In the data that follows, find the line with "Query: bright sky background"; transcribe it, every later line up to the one with "Query: straw fedora hat", and that line as well, exactly and with no others.
(AVAILABLE DATA)
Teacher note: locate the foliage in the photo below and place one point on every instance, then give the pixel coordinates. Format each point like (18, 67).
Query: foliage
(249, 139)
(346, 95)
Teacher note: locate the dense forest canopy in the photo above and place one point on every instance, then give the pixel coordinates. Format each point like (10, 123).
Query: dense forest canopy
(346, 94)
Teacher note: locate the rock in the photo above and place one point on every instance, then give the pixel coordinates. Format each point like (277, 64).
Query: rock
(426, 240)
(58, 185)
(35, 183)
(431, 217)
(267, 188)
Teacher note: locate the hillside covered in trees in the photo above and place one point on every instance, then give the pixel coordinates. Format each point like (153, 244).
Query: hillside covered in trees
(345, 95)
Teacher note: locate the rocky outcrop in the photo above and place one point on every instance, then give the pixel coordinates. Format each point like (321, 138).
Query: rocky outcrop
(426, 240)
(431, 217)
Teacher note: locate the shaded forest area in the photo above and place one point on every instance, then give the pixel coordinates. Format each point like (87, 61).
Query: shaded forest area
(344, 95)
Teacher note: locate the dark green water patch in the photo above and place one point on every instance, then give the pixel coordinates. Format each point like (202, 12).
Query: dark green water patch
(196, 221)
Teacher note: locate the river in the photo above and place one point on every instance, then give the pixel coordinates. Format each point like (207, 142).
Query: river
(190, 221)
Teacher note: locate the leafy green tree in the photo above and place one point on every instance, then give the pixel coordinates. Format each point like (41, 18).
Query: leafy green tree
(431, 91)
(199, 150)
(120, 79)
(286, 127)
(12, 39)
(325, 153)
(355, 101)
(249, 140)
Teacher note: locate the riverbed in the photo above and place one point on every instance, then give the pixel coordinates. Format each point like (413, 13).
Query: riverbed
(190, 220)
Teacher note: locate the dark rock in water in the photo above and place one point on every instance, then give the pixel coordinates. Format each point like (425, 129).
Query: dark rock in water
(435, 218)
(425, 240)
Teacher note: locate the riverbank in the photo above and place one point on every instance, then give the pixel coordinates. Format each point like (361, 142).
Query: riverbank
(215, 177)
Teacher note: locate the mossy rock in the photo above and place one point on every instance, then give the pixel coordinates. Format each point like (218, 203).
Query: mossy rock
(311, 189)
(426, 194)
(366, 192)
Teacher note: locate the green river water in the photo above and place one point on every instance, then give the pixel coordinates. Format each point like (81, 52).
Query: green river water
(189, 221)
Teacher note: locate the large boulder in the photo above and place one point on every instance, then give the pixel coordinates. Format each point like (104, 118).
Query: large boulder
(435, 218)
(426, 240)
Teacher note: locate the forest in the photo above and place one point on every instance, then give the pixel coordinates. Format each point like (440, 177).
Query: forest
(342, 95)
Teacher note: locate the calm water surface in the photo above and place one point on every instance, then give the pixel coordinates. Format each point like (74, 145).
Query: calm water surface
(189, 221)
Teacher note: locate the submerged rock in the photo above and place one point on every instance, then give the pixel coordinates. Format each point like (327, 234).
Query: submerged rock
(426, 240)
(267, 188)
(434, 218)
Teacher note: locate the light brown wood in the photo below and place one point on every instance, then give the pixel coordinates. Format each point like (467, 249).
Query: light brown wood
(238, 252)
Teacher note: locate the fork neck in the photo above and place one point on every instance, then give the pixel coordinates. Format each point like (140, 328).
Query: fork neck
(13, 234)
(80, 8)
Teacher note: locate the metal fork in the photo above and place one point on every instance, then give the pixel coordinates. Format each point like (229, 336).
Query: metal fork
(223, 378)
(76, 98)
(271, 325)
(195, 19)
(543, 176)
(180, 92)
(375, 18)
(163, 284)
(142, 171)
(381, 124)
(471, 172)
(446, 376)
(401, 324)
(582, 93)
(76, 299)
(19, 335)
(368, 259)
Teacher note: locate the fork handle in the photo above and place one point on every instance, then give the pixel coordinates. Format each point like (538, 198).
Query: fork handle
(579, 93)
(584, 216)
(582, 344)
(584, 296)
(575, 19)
(End AVAILABLE DATA)
(AVAILABLE DATA)
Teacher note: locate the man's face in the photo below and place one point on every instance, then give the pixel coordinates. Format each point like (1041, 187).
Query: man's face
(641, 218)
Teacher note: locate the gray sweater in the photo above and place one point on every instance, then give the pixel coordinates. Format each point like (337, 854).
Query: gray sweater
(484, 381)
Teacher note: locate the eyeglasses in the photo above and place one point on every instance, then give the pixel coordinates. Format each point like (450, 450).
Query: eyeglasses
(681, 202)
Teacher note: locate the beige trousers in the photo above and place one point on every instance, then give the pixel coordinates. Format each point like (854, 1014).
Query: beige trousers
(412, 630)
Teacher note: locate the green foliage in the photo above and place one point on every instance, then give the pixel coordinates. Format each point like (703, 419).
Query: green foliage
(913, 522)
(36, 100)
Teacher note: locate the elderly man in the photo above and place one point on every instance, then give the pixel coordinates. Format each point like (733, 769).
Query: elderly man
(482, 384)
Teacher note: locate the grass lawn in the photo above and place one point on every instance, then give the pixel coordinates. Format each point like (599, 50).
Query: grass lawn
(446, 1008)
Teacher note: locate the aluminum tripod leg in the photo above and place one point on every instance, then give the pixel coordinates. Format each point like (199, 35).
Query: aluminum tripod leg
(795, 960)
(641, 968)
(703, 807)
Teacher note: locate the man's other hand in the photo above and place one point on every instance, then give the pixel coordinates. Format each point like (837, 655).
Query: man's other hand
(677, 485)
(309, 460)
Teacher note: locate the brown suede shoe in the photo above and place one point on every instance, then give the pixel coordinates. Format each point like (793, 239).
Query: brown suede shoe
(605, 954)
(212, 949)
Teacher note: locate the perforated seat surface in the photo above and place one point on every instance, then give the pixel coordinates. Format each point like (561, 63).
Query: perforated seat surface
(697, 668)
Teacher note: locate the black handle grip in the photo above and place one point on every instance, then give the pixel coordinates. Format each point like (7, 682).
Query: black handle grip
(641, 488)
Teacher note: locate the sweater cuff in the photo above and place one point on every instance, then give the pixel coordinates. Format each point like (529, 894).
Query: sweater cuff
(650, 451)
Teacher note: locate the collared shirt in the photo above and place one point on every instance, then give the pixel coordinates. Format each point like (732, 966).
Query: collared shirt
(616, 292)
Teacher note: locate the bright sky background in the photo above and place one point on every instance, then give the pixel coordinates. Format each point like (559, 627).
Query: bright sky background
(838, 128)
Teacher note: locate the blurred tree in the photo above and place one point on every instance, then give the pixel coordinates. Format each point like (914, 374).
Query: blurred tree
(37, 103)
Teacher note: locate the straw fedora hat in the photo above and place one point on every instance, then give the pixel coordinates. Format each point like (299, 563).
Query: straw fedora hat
(End AVAILABLE DATA)
◆ EXERCISE RESULT ◆
Query: bright sky background
(838, 128)
Teacher note: locate the blurred tree in the photo above and place one point on every instance, then give the pixel coordinates. Format each point like (914, 374).
Query: blurred tree
(37, 103)
Teacher note: locate the straw fedora hat in the photo above and place one point on every instance, then give the pixel coordinates. Format each point like (299, 563).
Query: straw fedora hat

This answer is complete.